Reproduce the records from the start up to and including the line with "[183, 259, 250, 265]", and change "lower floor window" to "ground-level window" while keeping everything else the same.

Extracted data entries
++++++

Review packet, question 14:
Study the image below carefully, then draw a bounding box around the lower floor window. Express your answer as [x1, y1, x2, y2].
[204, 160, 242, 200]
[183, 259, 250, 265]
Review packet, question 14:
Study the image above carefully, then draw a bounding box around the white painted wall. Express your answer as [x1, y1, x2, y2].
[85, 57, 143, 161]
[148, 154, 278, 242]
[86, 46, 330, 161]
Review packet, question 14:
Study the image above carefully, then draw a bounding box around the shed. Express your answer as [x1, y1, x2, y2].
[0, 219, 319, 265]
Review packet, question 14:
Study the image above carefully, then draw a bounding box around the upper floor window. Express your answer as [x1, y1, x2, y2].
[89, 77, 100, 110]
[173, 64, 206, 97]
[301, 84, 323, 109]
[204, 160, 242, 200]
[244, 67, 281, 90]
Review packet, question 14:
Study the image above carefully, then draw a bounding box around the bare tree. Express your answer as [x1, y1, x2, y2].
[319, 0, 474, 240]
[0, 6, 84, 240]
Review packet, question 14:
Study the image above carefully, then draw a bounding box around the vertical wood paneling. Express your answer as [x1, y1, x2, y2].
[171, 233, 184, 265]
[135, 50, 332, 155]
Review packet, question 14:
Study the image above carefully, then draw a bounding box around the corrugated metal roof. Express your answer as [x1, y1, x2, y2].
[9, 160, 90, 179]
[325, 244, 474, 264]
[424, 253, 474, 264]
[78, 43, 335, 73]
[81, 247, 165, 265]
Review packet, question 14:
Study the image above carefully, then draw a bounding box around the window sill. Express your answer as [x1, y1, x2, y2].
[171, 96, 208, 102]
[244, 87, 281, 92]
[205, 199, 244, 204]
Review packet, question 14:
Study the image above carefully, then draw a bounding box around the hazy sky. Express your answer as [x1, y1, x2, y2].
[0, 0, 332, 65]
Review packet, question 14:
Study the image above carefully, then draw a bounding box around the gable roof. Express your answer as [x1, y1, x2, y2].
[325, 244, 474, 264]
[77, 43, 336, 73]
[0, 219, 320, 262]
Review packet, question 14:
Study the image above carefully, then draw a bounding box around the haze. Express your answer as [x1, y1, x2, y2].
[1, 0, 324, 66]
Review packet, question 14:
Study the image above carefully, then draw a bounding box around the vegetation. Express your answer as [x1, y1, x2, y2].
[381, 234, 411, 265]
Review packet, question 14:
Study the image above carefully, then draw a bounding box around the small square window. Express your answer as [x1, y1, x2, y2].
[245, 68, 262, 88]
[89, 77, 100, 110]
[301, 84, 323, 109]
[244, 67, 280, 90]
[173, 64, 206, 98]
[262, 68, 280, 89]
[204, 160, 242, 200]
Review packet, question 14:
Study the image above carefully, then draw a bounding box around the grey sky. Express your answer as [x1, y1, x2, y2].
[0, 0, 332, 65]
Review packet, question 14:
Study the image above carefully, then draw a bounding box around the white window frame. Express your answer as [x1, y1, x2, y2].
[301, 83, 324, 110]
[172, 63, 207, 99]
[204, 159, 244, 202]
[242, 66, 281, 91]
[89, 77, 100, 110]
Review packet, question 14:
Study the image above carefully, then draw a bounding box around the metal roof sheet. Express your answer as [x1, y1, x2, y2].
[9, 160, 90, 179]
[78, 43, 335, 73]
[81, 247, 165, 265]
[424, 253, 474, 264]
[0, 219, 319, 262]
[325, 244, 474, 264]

++++++

**Response:**
Review packet, question 14:
Study the image below carefully, then draw a bounding box around the ground-level window. Express your answer as [x1, y1, x2, y2].
[204, 160, 242, 200]
[183, 259, 250, 265]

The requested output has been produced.